■ **WHAT YOU ARE ASKED TO DO**
Find each line in the records that contains the word "book" and copy those lines.
*** DATASET CONTENT
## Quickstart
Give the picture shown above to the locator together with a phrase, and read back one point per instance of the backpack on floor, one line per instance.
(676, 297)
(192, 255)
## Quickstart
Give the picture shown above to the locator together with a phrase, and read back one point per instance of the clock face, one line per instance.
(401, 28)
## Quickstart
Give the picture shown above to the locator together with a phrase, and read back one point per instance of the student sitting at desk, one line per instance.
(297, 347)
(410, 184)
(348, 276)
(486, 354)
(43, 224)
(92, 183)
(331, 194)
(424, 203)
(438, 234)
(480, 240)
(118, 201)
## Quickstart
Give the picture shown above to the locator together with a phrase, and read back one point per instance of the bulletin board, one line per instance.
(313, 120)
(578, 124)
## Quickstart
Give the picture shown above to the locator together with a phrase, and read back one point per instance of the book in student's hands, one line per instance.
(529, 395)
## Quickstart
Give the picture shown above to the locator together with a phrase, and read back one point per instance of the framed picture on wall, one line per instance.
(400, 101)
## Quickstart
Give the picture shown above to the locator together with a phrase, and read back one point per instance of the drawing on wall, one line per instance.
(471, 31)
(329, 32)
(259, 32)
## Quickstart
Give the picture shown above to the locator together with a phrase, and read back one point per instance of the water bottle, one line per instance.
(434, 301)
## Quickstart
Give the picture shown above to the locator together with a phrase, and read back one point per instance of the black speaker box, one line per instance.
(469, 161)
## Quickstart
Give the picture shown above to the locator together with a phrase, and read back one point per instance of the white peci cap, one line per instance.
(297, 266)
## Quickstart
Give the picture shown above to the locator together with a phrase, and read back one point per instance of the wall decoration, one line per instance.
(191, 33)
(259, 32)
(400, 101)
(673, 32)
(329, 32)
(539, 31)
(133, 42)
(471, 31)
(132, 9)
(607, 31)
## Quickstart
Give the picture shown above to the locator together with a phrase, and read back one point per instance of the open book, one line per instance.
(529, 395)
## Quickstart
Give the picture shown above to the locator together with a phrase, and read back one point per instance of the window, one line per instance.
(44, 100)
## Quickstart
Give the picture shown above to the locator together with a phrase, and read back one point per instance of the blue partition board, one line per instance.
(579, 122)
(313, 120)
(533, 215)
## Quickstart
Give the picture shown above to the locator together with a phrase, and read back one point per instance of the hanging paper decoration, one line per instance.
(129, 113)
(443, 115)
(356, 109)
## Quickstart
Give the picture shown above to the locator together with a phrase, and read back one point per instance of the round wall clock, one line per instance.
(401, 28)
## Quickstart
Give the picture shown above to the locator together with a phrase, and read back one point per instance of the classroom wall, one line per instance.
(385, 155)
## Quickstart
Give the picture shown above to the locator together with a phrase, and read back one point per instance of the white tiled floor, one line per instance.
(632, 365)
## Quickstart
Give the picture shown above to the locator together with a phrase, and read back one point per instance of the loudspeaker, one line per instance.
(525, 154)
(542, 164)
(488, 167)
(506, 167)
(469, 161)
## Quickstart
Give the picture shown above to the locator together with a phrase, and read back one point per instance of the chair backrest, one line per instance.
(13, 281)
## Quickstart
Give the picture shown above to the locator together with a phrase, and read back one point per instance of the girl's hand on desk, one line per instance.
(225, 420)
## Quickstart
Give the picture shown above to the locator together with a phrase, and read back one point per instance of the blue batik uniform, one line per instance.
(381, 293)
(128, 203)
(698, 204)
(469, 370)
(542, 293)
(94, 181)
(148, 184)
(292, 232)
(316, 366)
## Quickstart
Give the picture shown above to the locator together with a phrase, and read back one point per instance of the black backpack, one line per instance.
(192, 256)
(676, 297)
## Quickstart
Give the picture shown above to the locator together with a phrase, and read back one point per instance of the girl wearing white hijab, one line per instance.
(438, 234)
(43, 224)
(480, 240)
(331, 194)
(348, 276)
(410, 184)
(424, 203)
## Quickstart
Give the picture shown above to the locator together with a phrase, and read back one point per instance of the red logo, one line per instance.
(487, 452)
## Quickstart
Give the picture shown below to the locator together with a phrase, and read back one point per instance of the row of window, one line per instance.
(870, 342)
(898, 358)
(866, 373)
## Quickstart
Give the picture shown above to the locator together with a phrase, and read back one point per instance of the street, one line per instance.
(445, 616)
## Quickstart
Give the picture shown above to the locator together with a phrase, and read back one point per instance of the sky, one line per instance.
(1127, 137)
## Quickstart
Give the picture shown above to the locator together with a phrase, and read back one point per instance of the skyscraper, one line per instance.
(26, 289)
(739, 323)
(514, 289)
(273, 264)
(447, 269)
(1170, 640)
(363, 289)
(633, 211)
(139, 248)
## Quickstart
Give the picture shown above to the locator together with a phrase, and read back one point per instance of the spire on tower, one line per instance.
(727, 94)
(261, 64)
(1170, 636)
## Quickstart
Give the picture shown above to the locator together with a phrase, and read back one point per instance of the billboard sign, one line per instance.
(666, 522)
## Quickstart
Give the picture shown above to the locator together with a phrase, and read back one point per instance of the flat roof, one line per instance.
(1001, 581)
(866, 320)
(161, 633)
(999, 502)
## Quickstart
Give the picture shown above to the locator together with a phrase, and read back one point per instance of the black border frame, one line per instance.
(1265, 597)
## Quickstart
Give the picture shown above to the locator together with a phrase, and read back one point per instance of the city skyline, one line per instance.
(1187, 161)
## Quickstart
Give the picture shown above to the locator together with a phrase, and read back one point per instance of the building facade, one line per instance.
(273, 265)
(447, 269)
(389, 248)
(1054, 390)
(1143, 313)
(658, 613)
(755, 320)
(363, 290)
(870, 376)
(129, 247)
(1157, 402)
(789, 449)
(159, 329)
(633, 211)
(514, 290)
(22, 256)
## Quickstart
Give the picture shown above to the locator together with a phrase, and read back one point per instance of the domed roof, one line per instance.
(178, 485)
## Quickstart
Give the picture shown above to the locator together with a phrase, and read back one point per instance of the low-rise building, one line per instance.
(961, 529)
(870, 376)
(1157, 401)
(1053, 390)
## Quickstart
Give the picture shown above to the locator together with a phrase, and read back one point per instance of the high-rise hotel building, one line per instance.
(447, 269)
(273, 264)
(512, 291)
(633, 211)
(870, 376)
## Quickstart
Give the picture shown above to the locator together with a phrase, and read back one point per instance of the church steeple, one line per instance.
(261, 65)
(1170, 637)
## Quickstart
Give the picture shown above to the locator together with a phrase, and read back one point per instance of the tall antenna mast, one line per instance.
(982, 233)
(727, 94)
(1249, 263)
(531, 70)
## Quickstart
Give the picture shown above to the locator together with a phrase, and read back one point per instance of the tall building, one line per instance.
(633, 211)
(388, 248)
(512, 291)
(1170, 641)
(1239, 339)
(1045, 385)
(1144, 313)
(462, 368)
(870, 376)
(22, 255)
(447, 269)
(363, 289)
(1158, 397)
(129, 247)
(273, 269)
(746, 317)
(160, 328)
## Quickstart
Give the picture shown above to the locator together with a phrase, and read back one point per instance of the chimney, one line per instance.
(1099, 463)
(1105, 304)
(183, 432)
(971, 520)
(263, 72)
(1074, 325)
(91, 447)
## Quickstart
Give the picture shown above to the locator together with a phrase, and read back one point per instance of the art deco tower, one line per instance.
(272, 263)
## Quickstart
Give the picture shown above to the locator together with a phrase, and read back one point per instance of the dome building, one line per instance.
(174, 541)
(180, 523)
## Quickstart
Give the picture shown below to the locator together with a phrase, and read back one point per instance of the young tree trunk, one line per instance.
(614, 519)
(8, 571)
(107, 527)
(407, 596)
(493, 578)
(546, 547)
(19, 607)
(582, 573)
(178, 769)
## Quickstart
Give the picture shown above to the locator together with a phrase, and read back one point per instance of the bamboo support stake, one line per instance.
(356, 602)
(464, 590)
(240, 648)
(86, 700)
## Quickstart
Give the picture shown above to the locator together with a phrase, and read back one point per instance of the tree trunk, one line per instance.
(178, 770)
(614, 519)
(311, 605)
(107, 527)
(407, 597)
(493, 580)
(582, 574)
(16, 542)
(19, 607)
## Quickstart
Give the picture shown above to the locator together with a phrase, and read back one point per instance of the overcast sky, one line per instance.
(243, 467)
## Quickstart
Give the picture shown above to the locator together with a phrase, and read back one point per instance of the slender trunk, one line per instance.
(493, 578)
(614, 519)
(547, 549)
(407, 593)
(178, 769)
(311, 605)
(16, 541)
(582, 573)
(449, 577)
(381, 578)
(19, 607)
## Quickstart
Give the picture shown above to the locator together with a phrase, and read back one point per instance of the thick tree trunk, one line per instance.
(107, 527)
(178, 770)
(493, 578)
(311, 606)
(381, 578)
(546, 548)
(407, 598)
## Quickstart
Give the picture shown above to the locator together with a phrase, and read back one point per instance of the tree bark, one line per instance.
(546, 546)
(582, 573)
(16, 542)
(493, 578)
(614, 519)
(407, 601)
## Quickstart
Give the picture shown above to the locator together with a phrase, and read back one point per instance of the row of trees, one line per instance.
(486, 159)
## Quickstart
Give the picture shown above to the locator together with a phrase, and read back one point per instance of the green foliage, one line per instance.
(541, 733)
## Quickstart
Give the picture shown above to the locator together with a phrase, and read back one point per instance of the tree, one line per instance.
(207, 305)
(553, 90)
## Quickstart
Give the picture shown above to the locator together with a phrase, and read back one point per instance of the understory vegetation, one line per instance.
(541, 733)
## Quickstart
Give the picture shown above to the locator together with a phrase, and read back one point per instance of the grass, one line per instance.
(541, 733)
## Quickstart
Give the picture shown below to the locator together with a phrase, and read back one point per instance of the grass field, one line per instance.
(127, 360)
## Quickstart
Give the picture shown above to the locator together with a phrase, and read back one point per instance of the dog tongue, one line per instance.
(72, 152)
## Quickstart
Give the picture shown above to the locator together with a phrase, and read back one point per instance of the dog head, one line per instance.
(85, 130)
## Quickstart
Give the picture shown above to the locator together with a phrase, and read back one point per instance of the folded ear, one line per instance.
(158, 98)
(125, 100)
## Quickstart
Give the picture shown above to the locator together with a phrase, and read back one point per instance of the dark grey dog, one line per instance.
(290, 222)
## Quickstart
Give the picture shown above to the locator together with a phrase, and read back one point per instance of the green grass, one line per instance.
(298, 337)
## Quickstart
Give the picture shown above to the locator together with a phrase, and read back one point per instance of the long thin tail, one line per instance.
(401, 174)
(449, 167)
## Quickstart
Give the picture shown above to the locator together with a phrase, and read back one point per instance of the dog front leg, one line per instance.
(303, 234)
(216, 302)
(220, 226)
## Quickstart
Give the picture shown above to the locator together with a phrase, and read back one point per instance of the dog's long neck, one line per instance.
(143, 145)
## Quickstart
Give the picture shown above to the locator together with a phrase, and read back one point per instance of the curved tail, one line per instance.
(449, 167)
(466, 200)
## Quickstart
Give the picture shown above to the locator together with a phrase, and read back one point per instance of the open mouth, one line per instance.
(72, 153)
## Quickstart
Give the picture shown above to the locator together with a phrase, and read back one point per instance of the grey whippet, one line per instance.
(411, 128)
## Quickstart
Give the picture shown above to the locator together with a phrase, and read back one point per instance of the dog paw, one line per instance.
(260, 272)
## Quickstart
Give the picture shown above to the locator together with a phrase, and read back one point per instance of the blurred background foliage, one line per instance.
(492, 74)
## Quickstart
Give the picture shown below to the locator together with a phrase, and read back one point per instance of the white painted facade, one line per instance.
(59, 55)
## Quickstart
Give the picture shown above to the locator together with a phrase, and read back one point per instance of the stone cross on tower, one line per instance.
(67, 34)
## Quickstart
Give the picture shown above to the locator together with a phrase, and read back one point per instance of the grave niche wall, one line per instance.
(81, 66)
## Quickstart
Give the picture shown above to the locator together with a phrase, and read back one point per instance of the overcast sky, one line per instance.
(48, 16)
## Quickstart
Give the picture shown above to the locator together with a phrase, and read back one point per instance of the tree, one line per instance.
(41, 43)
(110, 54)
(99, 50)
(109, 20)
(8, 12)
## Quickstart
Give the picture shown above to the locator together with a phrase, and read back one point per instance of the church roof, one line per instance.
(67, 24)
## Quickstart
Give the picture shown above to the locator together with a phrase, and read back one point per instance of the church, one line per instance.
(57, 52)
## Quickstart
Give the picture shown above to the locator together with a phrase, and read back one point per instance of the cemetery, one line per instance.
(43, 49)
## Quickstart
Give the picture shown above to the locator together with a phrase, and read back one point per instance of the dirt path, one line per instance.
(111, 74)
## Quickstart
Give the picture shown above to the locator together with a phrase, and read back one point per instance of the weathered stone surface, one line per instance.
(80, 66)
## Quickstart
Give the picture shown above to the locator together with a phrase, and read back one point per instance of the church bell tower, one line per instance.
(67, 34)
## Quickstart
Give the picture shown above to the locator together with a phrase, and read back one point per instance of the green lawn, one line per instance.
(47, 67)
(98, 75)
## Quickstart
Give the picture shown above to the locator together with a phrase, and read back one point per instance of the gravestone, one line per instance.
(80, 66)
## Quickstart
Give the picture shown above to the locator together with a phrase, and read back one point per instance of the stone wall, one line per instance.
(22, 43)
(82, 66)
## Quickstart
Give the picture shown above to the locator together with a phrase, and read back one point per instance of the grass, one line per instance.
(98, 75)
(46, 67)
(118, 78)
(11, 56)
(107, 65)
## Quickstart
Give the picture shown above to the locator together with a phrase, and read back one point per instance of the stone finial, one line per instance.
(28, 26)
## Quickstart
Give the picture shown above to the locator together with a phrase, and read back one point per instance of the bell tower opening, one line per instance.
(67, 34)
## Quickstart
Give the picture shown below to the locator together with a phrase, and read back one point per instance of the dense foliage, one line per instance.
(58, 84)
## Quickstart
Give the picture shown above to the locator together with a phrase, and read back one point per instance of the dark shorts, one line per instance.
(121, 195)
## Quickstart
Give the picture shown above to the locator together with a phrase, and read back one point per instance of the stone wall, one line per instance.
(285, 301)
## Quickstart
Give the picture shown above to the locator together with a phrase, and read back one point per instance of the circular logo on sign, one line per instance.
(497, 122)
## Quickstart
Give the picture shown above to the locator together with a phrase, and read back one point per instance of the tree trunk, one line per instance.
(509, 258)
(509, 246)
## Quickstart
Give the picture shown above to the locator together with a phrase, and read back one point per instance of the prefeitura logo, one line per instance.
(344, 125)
******
■ **RESULT OF THIS EXERCISE**
Give the picture shown above to the locator together with a phrase, and read back one point per instance of the book in student's hands, one line per instance.
Give the picture shown above to the locator together with a phrase, and read back one point per instance of the open book, one line per instance.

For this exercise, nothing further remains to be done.